─── SUPPLIED ENTRIES ───

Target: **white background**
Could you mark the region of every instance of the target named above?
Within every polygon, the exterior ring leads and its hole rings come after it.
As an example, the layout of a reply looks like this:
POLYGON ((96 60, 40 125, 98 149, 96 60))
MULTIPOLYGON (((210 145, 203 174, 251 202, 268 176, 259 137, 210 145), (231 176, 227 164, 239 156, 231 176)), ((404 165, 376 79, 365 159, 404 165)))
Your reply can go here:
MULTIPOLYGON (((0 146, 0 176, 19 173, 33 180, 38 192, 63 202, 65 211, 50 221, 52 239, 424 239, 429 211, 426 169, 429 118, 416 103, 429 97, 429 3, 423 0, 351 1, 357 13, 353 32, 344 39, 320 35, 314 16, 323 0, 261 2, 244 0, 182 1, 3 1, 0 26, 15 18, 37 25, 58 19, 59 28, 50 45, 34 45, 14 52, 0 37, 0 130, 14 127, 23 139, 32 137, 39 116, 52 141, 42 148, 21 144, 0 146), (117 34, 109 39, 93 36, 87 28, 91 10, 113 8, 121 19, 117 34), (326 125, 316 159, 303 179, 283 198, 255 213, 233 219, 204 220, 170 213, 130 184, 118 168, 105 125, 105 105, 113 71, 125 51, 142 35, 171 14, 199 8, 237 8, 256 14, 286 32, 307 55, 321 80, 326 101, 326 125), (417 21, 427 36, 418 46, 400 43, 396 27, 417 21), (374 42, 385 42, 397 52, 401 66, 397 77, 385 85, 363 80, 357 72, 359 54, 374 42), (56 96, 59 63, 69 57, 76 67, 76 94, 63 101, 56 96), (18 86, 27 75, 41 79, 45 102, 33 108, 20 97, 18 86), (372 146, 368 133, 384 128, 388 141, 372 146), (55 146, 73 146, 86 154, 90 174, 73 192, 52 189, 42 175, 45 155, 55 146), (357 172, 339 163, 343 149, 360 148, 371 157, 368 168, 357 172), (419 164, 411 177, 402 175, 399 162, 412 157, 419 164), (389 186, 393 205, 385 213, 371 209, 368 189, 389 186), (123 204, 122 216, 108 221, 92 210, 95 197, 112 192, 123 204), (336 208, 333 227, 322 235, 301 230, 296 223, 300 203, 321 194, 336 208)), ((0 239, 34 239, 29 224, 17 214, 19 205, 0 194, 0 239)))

───

WHAT TO WORK ON >> Retype each record exactly, leaving nothing out.

OUTPUT FOR THIS EXERCISE >>
Target: **white background**
Could you mark the region of every instance of the target named above?
Within every polygon, the exterior ring leads and its hole rings come after it.
As an example, the layout of a reply looks like this:
POLYGON ((96 60, 40 125, 98 149, 96 60))
MULTIPOLYGON (((210 145, 203 174, 251 202, 268 176, 259 137, 210 145), (231 176, 227 164, 239 156, 231 176)), ((404 165, 376 79, 365 159, 404 165)))
Your reply can go here:
MULTIPOLYGON (((0 146, 0 176, 19 173, 33 180, 38 192, 63 202, 65 211, 50 221, 52 239, 424 239, 429 211, 426 169, 429 118, 416 103, 429 97, 429 3, 423 0, 351 1, 357 13, 353 32, 344 39, 320 35, 314 16, 323 0, 261 2, 244 0, 182 1, 3 1, 0 26, 15 18, 37 25, 58 19, 59 28, 50 45, 34 45, 14 52, 0 37, 0 130, 14 127, 23 139, 32 137, 39 116, 52 141, 42 148, 21 144, 0 146), (117 34, 109 39, 93 36, 87 28, 91 10, 113 8, 121 19, 117 34), (326 125, 316 159, 303 179, 283 198, 255 213, 233 219, 204 220, 170 213, 130 184, 118 168, 105 125, 105 105, 113 71, 125 51, 142 35, 171 14, 199 8, 237 8, 256 14, 286 32, 307 55, 321 80, 326 101, 326 125), (417 21, 427 36, 418 46, 400 43, 396 27, 417 21), (374 42, 385 42, 397 52, 401 66, 397 77, 385 85, 363 80, 357 72, 359 54, 374 42), (56 96, 59 63, 69 57, 76 67, 76 94, 63 101, 56 96), (18 86, 27 75, 41 79, 45 102, 33 108, 20 97, 18 86), (372 146, 368 133, 384 128, 388 141, 372 146), (55 146, 73 146, 86 154, 90 174, 73 192, 52 189, 42 175, 45 155, 55 146), (357 172, 339 163, 343 149, 360 148, 371 157, 368 168, 357 172), (419 164, 411 177, 402 175, 399 162, 412 157, 419 164), (389 186, 393 205, 385 213, 371 209, 368 189, 389 186), (123 204, 122 216, 108 221, 92 210, 95 197, 112 192, 123 204), (336 208, 333 227, 322 235, 301 230, 296 223, 300 203, 321 194, 336 208)), ((0 239, 34 239, 29 224, 17 214, 19 205, 0 194, 0 239)))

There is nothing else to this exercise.